═══ SUPPLIED PASSAGE
On Wed, Dec 21, 2022 at 3:41 PM Federico Leva (Nemo) nemowiki@gmail.com wrote:
Il 20/12/22 20:03, Ismael Olea ha scritto:
We are working with a heritage institution in a GLAM project and they are interested in access statistics for the resources they have released in Wikimedia. I think I got the point about how the pageviews concept is and how to use it but, as far as I understand, it's not possible to get details like article pageviews, for example, per country.
Depending on what you're interested in, it might be a sufficiently good approximation to look at usage by language.
The short case study about BEIC https://doi.org/10.4403/jlis.it-12481 can give some ideas for statistics to track. See also
- https://commons.wikimedia.org/wiki/Commons:BEIC (brief overview)
- https://it.wikipedia.org/wiki/Progetto:GLAM/BEIC/2015-07#Sommario
(analysis in Italian)
══════
• DIRECTIONS:
1. In the mailing-list message, what does the reply suggest might be a sufficiently good approximation instead of per-country pageviews?
2. Decide whether each statement agrees with the mailing-list message, answering yes or no and quoting the deciding words: (a) The heritage institution wants access statistics for the resources it has released in Wikimedia. (b) The linked analysis of BEIC on Italian Wikipedia is written in English. (c) The Commons page about BEIC is described as a brief overview.
═══ COLLECTED MATERIAL
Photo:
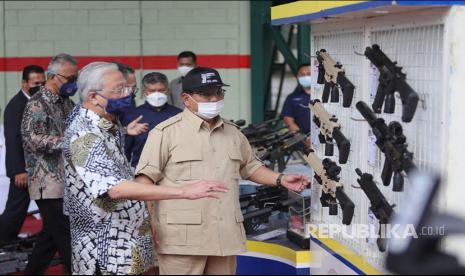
══════
• ANSWERS FOR THE TASKS:
1. Looking at usage by language.

2.
(a) Yes: "they are interested in access statistics for the resources they have released in Wikimedia"
(b) No: "(analysis in Italian)"
(c) Yes: "(brief overview)"